WHAT YOU WILL DO. In the records below, find the line with "Identify every instance of the green" and repeat exactly every line from it through the line with "Identify every instance of the person standing". Pictures stay out.

[Photo-based referring expression data]
▽
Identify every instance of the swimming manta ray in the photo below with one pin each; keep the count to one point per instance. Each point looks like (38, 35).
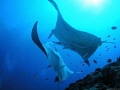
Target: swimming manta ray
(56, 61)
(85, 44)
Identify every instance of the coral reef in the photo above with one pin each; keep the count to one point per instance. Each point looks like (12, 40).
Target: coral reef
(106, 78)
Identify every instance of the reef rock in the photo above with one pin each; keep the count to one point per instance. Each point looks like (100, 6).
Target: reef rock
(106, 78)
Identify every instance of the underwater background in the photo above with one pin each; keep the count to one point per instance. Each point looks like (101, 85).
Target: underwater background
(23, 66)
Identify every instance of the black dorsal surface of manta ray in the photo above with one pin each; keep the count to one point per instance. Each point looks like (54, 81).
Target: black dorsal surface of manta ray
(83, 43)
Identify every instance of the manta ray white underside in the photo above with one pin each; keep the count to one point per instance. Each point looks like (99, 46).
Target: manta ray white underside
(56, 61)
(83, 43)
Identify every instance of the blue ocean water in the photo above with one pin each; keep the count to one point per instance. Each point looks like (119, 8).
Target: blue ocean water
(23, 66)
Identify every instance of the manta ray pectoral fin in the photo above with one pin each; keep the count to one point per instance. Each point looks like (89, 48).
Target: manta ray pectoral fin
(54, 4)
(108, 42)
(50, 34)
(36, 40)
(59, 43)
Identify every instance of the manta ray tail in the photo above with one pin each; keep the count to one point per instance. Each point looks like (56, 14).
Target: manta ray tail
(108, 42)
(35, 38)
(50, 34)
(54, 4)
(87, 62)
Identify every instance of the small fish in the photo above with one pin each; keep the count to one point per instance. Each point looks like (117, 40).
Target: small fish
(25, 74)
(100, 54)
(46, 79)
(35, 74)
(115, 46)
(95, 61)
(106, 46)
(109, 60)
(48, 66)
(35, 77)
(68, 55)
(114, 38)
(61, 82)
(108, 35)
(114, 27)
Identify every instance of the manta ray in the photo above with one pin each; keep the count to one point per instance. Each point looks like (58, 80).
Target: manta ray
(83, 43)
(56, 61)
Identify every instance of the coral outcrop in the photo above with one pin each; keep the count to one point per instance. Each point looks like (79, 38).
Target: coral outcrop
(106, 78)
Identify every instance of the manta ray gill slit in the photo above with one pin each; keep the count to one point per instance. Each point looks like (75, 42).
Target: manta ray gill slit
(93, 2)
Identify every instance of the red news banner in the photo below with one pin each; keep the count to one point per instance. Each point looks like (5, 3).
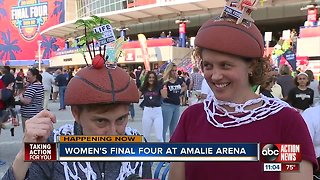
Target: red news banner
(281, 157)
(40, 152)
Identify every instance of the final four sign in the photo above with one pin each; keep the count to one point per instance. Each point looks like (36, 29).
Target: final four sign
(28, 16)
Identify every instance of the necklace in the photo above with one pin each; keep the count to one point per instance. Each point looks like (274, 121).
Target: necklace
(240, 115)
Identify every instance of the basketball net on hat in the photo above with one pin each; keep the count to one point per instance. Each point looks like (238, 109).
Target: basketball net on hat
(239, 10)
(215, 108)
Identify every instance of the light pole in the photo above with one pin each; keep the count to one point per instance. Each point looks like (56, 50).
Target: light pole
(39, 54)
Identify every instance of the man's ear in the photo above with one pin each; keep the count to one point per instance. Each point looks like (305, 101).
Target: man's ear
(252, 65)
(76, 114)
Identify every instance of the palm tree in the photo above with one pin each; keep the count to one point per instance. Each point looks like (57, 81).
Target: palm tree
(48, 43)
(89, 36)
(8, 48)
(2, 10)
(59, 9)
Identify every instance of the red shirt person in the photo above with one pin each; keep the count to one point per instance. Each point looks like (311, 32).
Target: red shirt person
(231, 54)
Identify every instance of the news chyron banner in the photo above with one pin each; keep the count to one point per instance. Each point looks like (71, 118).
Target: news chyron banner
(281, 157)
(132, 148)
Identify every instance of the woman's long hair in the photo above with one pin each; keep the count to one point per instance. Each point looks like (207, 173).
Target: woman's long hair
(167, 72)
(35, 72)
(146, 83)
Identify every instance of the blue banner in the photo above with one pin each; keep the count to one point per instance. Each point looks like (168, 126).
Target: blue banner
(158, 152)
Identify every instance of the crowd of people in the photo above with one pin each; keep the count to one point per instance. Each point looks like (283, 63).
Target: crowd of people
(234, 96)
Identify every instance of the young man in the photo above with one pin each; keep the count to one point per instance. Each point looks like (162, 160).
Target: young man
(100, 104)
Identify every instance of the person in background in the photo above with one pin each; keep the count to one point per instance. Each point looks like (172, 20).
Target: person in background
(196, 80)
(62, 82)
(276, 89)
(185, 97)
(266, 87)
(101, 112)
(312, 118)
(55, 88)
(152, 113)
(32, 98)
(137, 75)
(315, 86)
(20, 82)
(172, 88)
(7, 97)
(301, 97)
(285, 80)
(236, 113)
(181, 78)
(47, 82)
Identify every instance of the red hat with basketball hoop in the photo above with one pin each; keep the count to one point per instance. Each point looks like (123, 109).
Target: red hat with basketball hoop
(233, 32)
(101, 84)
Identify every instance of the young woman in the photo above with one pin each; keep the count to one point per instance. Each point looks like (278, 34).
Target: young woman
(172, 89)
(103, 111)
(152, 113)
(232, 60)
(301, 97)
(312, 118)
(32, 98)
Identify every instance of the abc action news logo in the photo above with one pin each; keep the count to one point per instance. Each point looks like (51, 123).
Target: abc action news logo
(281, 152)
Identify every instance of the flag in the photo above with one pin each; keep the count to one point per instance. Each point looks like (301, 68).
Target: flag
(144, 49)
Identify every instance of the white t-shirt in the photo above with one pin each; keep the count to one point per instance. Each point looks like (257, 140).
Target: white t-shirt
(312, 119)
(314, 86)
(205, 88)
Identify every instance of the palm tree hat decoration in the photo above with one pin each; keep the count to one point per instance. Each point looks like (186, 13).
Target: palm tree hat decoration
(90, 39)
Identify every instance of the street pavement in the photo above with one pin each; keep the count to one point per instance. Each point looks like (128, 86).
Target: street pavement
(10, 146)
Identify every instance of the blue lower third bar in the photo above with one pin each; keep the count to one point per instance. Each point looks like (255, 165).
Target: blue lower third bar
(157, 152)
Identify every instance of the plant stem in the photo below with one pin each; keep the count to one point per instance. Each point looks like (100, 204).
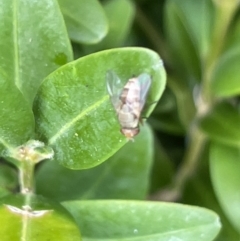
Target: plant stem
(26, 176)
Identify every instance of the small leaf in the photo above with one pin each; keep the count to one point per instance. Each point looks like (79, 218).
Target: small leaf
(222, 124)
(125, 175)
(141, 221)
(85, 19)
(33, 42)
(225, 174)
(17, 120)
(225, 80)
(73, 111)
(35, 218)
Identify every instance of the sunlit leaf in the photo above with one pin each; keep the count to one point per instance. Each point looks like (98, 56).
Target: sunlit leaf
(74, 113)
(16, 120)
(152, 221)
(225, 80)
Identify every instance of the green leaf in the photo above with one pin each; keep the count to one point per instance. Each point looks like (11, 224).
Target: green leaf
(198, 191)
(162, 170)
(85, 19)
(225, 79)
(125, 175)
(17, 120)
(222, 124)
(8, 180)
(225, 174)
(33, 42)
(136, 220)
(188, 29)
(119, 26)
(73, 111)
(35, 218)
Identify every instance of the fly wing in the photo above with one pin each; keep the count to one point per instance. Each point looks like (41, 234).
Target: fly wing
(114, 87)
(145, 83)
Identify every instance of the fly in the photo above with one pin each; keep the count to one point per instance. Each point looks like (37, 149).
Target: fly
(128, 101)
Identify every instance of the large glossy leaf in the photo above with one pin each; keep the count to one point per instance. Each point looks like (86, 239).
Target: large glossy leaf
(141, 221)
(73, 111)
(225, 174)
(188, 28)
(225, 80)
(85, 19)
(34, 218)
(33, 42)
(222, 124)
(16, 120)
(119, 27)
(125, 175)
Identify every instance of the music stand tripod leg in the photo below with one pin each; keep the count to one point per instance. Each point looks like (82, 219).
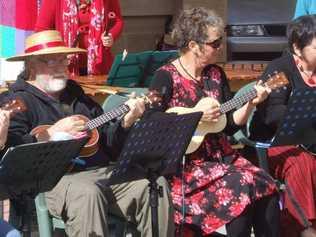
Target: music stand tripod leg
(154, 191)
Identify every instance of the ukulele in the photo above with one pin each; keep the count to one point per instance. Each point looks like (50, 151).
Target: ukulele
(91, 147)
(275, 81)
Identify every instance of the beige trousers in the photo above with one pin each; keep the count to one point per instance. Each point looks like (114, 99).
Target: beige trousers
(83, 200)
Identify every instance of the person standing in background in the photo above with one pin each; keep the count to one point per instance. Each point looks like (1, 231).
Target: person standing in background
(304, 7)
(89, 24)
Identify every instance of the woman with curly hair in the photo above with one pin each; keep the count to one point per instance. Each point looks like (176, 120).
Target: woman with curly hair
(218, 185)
△
RESULT.
Identify every instance of the green leaf in the photo above with one pin each; keep the count to one point per instance. Each point looks like (11, 224).
Target: green leaf
(198, 191)
(162, 170)
(85, 19)
(225, 79)
(125, 175)
(17, 120)
(222, 124)
(8, 180)
(225, 174)
(33, 42)
(136, 220)
(188, 29)
(119, 26)
(73, 111)
(35, 218)
Identify every instance of the fly wing in the photo above with one pin each; keep the count to one point per instance. Each point looks like (41, 234).
Target: fly wing
(114, 87)
(145, 83)
Identify every instance of the fly in the photo above with one pin each; keep the count to one point per instance. Each point looks like (37, 149).
Target: fly
(128, 101)
Identify every instance of the large glossy leaf in the photo above with one pin each; keep the count to one point per instance. Each point looks like (86, 239).
Target: large glossy leaf
(141, 221)
(73, 111)
(225, 174)
(188, 28)
(225, 80)
(85, 19)
(34, 218)
(33, 42)
(222, 124)
(16, 120)
(119, 27)
(125, 175)
Identify every instance of the music stand tripod leg in the photo below with one pin each; keep the count to one point per instance. Each point looks like (82, 219).
Target: music stand tripod leg
(154, 191)
Identify every instance of the ukulele in the photo above with one pin each; keep the count to one point per instance. Each point looks like (50, 151).
Target: ukulele
(91, 147)
(275, 81)
Identify every instance of the beige trousers in the photo above with one pin each; keep the count to one point per instance. Each point looks like (114, 99).
Target: beige trousers
(83, 200)
Identify every instance of the person standing in background in the photo above with one pin each; keep the count to one point per instance. Each point looks like (1, 231).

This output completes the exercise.